> [EXERCISE OBJECTIVE]: Only lines that contain the word "outline" belong in the answer; copy them from the records below.

> [DATA FOR THIS TASK]:
►

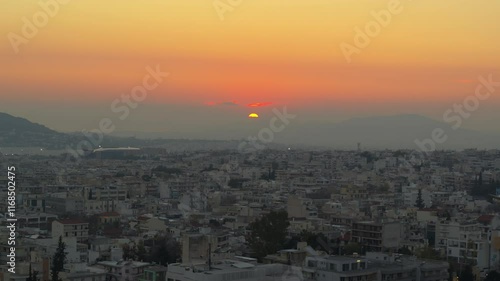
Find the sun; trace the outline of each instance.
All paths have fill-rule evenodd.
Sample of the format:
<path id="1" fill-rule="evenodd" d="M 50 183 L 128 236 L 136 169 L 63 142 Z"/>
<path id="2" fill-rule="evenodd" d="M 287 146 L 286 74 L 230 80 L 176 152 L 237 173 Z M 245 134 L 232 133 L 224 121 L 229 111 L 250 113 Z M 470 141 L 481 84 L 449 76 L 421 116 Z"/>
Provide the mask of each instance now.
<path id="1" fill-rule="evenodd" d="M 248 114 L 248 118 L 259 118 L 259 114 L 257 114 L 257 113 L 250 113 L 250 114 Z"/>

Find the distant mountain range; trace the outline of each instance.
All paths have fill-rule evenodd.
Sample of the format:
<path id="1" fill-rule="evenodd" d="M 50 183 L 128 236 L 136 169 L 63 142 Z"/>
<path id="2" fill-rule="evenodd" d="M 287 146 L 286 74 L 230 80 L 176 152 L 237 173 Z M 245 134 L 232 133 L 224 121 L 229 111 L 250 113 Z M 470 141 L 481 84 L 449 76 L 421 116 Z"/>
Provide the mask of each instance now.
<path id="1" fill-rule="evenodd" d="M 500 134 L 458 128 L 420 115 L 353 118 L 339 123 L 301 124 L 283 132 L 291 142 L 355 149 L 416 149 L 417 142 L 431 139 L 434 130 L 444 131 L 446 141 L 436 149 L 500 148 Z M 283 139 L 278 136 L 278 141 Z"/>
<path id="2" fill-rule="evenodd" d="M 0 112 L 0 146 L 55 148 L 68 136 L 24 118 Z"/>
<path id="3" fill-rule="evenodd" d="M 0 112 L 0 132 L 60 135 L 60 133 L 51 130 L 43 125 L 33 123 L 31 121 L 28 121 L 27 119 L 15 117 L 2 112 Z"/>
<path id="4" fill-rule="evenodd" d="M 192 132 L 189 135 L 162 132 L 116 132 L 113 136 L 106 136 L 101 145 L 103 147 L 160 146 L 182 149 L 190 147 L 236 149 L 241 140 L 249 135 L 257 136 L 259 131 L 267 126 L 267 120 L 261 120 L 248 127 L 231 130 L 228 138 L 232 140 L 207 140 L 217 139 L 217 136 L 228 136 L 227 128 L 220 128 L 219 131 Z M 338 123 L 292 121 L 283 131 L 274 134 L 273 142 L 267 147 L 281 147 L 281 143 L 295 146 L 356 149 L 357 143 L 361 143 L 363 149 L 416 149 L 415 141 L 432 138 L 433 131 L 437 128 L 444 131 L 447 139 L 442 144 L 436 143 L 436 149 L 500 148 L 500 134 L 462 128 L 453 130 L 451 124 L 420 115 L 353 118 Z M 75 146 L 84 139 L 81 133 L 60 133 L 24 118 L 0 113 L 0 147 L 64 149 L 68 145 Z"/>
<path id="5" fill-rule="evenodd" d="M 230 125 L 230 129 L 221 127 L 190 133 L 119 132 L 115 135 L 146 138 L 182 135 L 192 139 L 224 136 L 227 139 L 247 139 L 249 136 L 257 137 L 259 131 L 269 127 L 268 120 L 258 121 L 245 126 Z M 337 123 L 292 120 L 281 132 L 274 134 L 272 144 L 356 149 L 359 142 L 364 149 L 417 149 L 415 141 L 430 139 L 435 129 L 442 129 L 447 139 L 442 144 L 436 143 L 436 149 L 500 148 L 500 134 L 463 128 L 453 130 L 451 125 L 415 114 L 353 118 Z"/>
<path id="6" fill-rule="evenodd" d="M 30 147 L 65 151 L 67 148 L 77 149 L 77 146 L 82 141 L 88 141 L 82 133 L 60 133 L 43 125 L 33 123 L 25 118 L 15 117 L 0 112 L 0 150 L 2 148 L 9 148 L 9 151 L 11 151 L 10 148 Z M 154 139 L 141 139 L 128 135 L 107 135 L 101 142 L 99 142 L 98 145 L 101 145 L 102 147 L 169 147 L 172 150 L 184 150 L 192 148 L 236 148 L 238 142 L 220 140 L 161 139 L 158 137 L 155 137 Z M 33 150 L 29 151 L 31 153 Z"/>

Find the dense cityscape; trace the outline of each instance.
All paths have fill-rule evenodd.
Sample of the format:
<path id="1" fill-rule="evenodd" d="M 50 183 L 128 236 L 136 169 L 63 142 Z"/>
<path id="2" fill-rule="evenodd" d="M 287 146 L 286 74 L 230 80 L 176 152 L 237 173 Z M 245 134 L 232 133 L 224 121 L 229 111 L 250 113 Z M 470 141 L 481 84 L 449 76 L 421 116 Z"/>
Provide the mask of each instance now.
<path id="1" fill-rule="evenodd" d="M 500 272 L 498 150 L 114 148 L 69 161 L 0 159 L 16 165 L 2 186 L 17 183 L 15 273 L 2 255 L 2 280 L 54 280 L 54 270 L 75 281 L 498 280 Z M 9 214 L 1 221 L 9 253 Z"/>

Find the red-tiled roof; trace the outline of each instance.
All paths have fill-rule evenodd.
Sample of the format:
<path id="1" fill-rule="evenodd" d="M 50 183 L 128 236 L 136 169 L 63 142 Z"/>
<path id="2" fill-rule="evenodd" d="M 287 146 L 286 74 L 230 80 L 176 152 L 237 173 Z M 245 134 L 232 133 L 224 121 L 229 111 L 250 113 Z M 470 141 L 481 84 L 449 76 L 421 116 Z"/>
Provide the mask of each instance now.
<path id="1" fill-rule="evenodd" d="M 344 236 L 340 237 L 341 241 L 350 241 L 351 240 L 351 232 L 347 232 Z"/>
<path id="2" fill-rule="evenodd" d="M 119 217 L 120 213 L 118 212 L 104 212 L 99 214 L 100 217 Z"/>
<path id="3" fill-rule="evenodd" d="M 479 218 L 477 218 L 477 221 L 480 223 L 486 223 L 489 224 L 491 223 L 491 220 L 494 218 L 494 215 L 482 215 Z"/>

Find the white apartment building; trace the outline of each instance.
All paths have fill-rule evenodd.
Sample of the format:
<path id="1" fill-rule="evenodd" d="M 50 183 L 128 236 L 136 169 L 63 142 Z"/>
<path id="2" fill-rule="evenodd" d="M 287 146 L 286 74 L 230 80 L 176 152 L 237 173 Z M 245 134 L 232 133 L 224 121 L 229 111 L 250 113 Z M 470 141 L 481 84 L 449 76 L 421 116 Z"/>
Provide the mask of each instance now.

◄
►

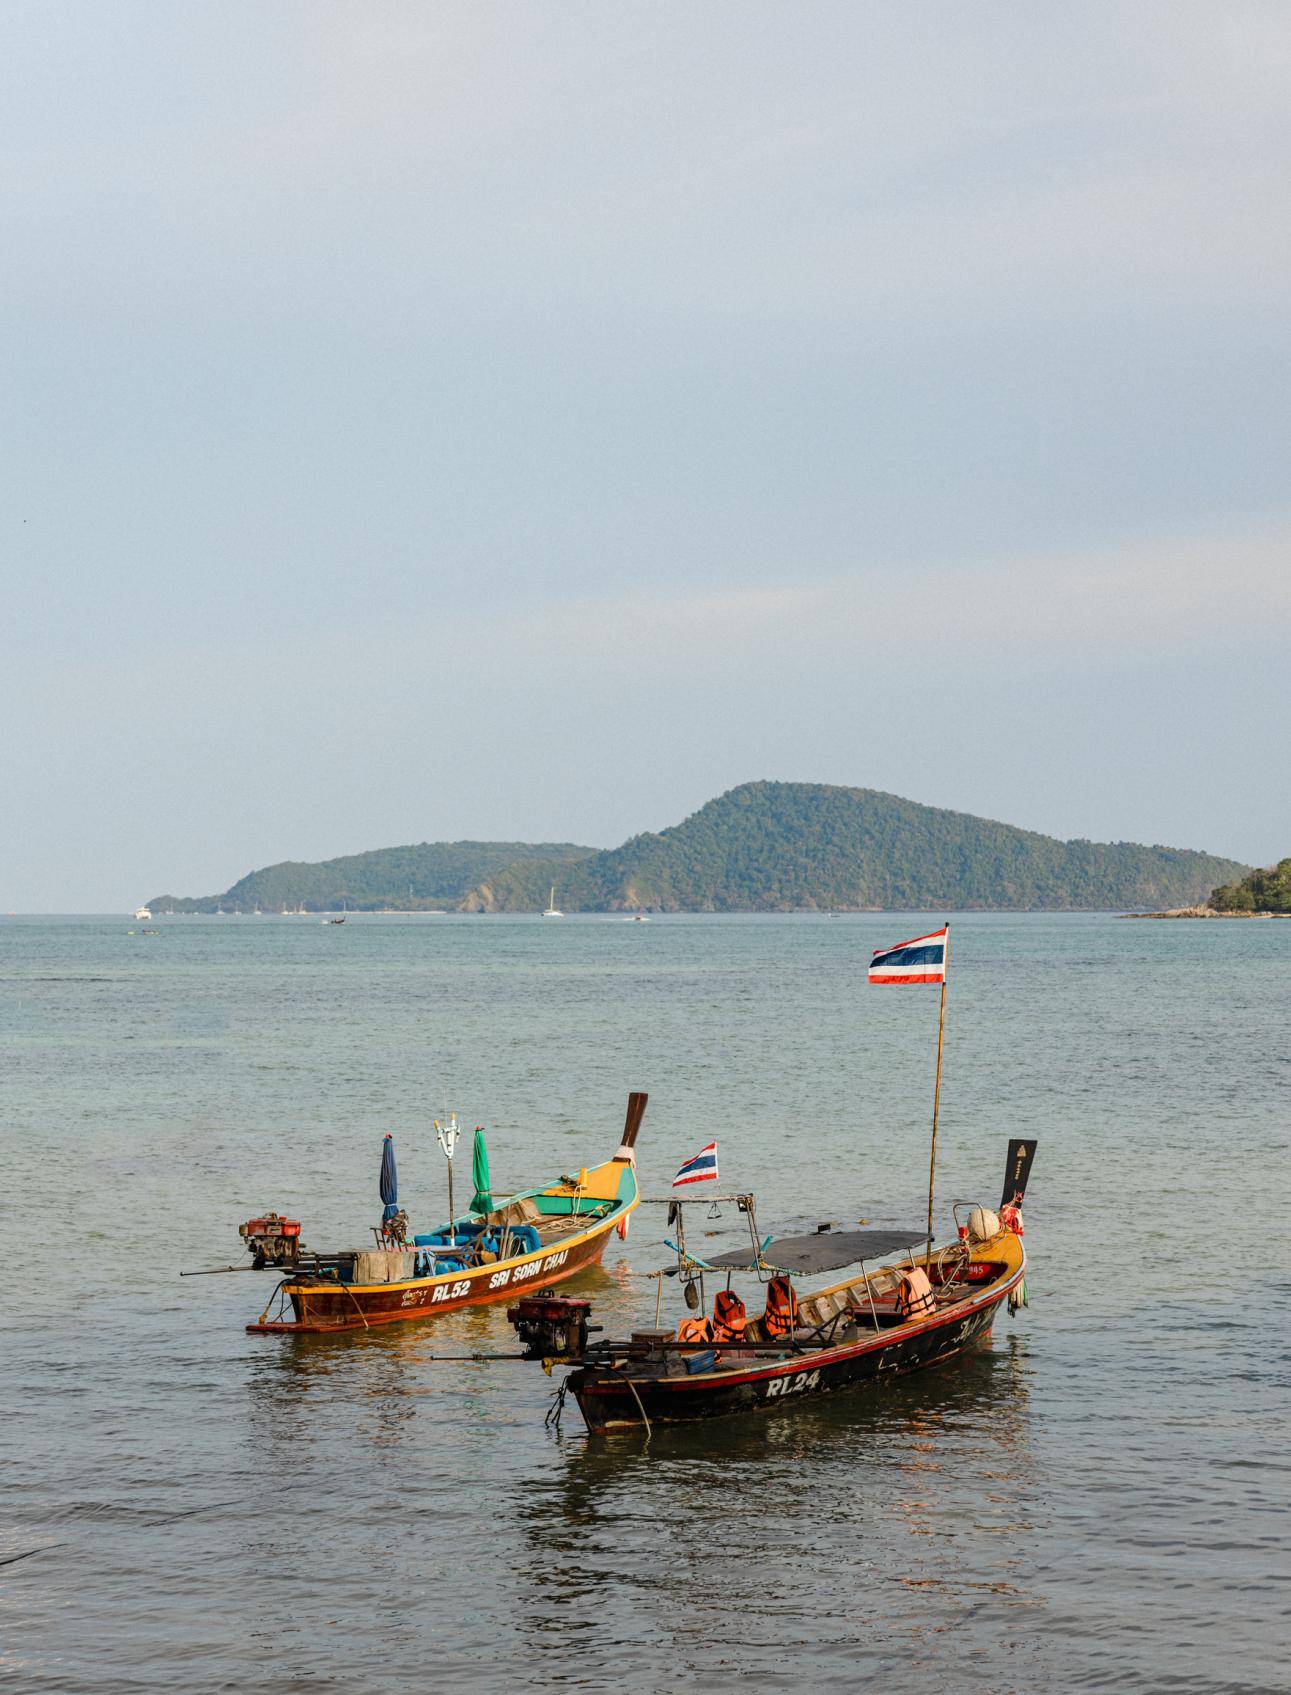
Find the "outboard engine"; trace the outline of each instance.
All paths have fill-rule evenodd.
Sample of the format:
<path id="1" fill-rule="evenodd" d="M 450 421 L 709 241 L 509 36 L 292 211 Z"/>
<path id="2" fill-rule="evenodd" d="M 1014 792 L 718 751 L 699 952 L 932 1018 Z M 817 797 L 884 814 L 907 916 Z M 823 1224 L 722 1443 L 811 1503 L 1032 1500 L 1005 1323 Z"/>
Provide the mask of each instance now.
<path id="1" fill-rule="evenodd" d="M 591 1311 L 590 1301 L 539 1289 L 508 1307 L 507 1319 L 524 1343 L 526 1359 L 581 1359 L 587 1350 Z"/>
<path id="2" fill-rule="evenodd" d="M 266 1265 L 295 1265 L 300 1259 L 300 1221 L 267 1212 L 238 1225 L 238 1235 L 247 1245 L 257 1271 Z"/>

◄

> [ANSWER SECTION]:
Find the sun; trace the outline of each instance.
Find the distant mountain range; trace the outline of each instance.
Find the dense cityscape; trace the outline of each instance.
Find the red-tiled roof; trace the outline of each instance.
Find the white apartment building; trace the outline of each instance.
Find the "outboard engine"; trace the outline of each instance.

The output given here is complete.